Transcribe the forum excerpt on processes and threads starting at "That's why you" and ending at "in a process.".

## READING TEXT

——

Faced with a similar problem in Linux, I'd probably port the program to Solaris, Quantify it there, and hope the results are similar under Linux.
The next Cmdr Taco duplicate will be ready soon, but subscribers can beat the rush and see it early!
But processes as provided by current operating systems are too expensive to use. If I have a network server (e.g. a httpd) that has to create a process for each network request, it will never scale. In theory all that has to happen is inetd (or equivalent) fork/execs and does the necessary plumbing so that the ends of the socket are STDIN and STDOUT. Then the process just reads and writes as necessary to fulfil the request. In practice, this just doesn't work.
That's why you can't use cgi for high-volume transactions. So lets make the server a single multithreaded daemon process instead, where each request is handled by a thread. Now you can handle each request much faster, but you lose the protected address space the OS gives you in a process.

——

## Image object location entries

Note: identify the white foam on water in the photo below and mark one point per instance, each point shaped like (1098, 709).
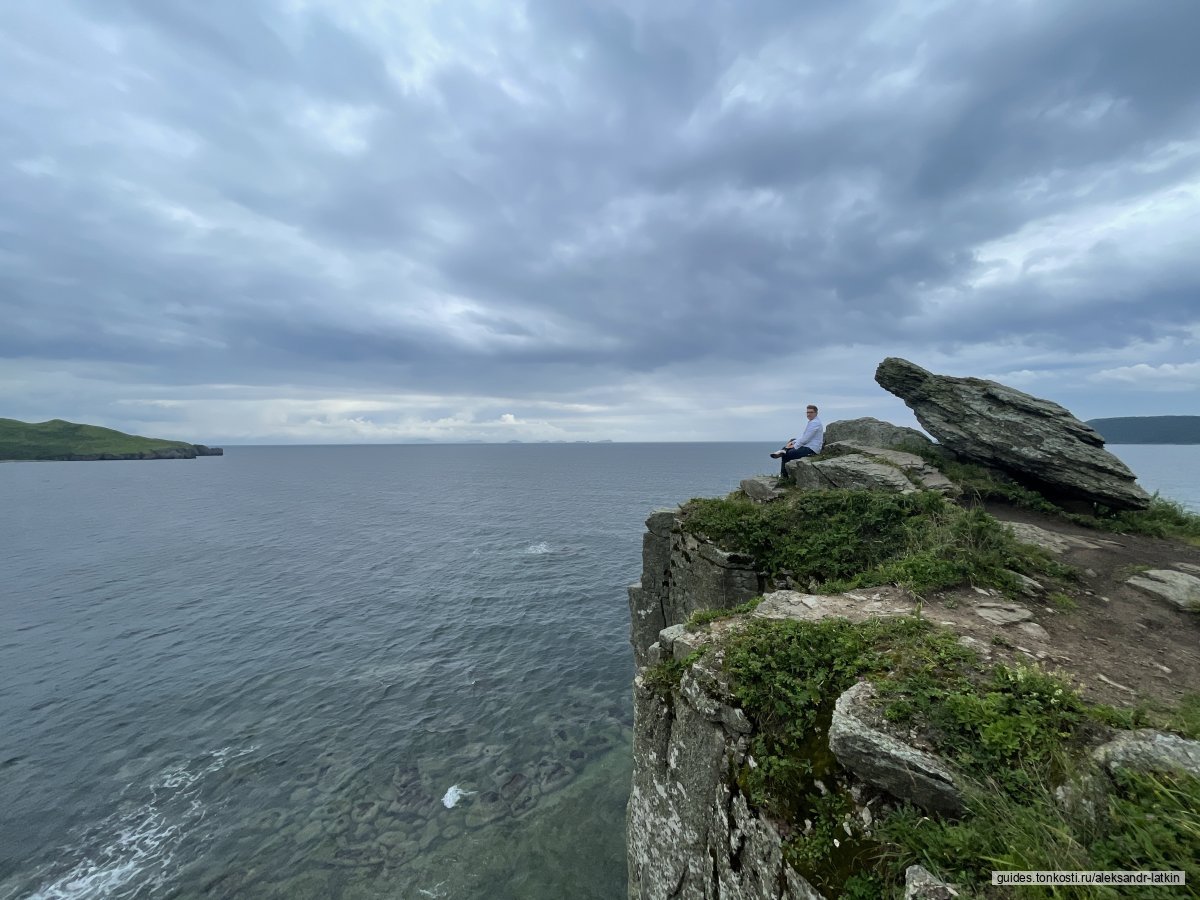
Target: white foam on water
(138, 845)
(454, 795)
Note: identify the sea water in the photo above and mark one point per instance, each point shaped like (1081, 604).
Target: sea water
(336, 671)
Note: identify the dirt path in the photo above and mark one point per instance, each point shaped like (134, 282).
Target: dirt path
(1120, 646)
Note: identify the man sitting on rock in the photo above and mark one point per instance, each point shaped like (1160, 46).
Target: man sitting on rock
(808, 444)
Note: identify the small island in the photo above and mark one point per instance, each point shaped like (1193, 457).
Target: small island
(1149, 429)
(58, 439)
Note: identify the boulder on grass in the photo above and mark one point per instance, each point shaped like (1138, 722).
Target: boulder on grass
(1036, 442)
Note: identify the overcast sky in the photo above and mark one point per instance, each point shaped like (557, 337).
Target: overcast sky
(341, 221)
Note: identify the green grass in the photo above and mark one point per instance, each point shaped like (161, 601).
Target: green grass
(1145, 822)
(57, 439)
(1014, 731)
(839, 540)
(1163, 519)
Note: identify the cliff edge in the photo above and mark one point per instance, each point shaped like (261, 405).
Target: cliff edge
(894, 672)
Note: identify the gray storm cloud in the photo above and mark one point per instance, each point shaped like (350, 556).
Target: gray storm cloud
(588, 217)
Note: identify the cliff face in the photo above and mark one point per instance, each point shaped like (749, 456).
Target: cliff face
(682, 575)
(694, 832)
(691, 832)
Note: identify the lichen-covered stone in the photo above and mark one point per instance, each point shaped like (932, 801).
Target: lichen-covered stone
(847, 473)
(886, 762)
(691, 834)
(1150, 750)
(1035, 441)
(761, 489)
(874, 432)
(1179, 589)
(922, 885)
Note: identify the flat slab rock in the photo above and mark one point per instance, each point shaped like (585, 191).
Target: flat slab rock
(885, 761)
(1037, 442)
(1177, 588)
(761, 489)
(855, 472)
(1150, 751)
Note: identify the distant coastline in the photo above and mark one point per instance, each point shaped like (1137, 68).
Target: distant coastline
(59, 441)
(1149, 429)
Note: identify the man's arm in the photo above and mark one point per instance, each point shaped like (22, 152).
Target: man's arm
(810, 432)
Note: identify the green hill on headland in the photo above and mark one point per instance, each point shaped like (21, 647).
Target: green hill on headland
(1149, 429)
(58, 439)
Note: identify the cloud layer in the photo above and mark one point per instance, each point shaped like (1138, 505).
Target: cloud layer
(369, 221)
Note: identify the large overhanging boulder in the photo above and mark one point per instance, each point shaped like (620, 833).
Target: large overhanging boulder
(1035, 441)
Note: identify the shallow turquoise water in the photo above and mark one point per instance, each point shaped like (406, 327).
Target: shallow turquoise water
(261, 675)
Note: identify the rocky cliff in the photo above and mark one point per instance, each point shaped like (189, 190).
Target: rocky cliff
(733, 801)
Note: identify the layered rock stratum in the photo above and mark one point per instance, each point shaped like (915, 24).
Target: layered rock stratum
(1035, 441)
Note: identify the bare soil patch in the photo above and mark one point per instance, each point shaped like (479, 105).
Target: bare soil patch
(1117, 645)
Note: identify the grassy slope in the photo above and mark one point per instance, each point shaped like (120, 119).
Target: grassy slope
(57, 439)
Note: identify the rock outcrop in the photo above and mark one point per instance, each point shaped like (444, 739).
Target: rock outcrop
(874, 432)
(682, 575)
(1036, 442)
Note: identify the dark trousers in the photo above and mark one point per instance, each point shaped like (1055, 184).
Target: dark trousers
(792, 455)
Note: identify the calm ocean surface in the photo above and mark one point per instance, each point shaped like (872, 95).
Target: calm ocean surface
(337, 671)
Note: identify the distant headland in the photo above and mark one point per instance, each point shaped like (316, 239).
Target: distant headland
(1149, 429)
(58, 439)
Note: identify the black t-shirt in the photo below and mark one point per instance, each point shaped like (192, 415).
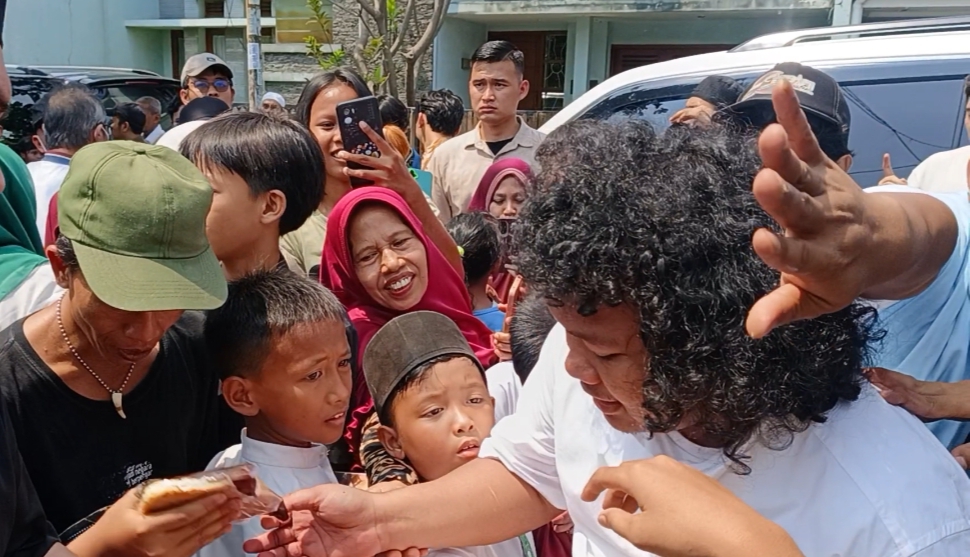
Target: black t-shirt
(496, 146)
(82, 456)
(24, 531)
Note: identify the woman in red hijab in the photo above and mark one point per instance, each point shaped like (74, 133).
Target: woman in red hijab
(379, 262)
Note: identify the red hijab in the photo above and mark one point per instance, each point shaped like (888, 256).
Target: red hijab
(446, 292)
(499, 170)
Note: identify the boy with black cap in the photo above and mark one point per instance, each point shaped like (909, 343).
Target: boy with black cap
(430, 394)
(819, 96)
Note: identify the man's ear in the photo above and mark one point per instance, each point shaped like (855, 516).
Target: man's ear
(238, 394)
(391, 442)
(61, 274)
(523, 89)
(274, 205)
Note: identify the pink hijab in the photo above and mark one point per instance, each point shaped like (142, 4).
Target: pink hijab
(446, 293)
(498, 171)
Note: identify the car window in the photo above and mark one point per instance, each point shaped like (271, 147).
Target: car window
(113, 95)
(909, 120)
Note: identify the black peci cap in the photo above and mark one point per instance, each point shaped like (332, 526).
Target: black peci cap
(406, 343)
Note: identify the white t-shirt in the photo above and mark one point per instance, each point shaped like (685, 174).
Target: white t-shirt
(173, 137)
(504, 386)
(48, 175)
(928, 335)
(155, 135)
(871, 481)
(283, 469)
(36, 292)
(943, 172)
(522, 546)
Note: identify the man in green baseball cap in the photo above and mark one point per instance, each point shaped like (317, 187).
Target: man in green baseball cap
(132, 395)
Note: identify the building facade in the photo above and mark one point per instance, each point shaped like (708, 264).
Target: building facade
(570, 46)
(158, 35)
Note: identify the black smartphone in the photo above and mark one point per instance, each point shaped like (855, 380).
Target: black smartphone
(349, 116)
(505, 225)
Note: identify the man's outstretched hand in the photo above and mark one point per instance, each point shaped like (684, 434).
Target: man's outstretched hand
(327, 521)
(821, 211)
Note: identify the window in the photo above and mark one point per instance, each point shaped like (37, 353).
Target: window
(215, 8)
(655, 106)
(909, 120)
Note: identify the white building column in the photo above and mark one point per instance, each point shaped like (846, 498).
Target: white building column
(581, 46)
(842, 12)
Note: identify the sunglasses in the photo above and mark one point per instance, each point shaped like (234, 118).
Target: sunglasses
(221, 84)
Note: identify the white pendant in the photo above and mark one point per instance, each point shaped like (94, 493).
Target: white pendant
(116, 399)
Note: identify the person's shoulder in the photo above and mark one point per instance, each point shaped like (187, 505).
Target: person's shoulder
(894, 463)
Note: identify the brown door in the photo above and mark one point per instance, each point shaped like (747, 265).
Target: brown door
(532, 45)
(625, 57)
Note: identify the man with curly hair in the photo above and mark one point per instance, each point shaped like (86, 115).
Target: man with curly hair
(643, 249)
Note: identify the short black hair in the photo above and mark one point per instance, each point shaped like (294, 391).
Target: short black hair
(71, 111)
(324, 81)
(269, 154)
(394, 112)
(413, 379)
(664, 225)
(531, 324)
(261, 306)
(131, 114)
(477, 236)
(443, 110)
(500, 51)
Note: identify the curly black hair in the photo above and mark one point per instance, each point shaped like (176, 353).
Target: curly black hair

——

## SOLUTION
That's why you can't use cgi for high-volume transactions. So lets make the server a single multithreaded daemon process instead, where each request is handled by a thread. Now you can handle each request much faster, but you lose the protected address space the OS gives you in a process.